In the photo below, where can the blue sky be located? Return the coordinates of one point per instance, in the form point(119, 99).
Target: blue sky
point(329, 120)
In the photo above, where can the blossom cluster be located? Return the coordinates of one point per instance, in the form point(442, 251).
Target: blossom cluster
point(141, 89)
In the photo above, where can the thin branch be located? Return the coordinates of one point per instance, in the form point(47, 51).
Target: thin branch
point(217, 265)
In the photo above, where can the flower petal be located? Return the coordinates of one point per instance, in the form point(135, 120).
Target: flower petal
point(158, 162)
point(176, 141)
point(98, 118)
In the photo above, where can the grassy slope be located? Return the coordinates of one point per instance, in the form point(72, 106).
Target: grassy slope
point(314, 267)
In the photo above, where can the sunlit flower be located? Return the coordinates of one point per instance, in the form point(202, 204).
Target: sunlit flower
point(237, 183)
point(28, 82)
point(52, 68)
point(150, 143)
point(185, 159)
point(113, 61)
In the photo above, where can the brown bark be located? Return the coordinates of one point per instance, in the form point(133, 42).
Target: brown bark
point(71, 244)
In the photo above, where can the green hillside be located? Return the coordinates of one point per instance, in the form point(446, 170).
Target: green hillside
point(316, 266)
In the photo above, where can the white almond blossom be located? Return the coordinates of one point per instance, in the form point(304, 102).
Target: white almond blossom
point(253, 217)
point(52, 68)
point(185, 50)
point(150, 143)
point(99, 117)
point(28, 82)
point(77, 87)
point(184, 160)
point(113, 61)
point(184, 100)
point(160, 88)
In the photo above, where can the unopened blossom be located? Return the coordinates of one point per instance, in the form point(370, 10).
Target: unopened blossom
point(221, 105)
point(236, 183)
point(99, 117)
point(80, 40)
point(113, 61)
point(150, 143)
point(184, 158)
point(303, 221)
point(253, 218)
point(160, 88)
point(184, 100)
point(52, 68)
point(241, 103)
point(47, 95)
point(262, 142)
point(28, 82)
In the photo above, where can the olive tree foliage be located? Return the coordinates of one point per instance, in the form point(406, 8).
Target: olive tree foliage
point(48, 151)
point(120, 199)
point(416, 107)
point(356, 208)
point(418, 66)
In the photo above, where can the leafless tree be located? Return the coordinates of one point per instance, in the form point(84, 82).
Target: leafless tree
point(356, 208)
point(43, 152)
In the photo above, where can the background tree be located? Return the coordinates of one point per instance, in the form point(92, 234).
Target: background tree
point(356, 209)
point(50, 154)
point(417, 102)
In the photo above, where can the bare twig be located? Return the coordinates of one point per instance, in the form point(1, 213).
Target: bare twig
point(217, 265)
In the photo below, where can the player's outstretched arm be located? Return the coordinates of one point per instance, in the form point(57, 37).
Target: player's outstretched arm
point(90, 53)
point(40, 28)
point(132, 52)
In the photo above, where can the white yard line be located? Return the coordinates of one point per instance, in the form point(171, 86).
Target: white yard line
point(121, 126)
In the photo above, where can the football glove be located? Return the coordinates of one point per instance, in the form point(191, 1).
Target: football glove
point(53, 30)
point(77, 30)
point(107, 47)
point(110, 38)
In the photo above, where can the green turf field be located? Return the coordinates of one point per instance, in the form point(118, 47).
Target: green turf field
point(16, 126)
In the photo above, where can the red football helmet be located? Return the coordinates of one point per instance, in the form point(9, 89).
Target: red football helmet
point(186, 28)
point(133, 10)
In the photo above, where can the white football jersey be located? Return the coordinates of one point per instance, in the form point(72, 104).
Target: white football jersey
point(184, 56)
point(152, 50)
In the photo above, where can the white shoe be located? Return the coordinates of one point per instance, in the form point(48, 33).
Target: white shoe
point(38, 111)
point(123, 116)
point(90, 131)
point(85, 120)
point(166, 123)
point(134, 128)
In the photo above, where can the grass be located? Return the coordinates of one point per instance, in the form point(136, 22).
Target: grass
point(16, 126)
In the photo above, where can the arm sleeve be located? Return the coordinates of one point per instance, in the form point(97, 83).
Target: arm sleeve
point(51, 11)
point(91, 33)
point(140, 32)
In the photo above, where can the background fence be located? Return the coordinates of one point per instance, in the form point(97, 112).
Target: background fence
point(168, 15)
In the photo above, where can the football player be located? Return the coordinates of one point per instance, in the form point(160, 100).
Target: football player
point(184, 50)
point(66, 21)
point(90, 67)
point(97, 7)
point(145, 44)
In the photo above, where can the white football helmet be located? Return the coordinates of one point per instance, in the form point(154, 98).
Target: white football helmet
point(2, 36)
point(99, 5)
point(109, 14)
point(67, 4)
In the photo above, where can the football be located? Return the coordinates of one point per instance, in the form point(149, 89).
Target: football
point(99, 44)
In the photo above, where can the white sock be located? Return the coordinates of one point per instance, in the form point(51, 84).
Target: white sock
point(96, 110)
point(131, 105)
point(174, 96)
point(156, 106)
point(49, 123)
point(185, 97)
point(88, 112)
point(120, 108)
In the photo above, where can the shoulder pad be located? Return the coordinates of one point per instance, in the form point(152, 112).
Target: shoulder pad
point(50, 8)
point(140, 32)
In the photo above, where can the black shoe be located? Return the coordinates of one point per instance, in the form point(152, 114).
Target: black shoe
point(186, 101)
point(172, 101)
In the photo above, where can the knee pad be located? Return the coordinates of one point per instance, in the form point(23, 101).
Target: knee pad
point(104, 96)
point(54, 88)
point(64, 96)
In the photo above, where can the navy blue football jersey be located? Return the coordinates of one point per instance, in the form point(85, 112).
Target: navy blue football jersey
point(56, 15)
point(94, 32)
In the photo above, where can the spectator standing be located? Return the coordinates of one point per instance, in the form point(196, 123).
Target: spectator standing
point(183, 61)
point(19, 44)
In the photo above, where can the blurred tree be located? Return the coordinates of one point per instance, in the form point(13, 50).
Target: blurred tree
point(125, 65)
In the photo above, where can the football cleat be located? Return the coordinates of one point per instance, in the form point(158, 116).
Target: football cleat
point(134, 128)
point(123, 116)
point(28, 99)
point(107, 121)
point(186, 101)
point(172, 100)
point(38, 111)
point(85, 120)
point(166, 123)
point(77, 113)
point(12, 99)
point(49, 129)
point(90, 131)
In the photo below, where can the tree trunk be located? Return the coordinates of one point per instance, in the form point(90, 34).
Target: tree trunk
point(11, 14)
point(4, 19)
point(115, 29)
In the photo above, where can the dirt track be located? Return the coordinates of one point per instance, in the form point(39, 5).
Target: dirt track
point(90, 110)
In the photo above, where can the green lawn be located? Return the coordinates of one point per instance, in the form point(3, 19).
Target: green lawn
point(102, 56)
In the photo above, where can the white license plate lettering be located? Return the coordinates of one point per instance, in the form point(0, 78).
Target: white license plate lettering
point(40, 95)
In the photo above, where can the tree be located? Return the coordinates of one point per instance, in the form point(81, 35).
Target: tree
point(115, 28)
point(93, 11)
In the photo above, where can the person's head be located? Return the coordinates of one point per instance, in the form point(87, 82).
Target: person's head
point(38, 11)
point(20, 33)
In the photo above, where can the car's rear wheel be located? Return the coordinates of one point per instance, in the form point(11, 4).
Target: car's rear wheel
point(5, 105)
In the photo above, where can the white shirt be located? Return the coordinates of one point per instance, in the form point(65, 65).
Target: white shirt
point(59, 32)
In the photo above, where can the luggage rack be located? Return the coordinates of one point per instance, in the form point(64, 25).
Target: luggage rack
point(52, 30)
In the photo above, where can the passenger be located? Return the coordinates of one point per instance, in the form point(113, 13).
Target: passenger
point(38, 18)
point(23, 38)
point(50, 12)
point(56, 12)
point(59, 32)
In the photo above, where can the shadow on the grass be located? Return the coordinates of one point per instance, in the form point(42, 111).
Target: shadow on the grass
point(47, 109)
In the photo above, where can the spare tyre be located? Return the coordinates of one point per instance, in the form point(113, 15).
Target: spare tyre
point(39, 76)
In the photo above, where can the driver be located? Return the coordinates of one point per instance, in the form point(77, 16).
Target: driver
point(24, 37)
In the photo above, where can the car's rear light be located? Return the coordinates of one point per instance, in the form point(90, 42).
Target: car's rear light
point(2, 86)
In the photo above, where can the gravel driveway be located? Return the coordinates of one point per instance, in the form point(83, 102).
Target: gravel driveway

| Problem |
From the records above, extract exactly and only the lines that begin at the line with "Target: thin branch" and stop after the line with "In the photo above, where can the olive".

| Result of this exercise |
Target: thin branch
point(217, 265)
In the photo above, where can the flower petal be located? Return the coordinates of one point per instance, in the form point(135, 120).
Target: flower petal
point(158, 162)
point(176, 141)
point(98, 118)
In the photo above, where can the grassy slope be located? Return the coordinates of one point per instance, in the form point(72, 106).
Target: grassy slope
point(314, 267)
In the photo above, where can the sunlit flower be located? Return the coordinates of one point per instance, in the form point(202, 204).
Target: sunlit flower
point(237, 183)
point(28, 82)
point(52, 68)
point(150, 143)
point(185, 159)
point(113, 61)
In the photo above, where can the brown bark be located? Return the coordinates of one point per instance, in the form point(133, 42).
Target: brown bark
point(71, 244)
In the photo above, where can the green hillside be located? Return the coordinates of one point per instance, in the form point(446, 170).
Target: green hillside
point(316, 266)
In the photo above, where can the white almond blossom be located? Return the coordinates of one point per instance, in the form point(304, 102).
Target: white almond blossom
point(253, 217)
point(52, 68)
point(185, 50)
point(150, 143)
point(99, 117)
point(28, 82)
point(77, 87)
point(184, 160)
point(113, 61)
point(184, 100)
point(160, 88)
In the photo above, where can the unopened blossom be located? Return the coordinates of one point per instance, in the form point(370, 10).
Target: unopened blossom
point(221, 105)
point(236, 183)
point(99, 117)
point(80, 40)
point(113, 61)
point(150, 143)
point(184, 158)
point(303, 221)
point(253, 218)
point(160, 88)
point(184, 100)
point(52, 68)
point(241, 103)
point(47, 95)
point(262, 142)
point(28, 82)
In the photo above, where can the olive tree foliage be located? Return the coordinates of one point per instance, in the form point(406, 8).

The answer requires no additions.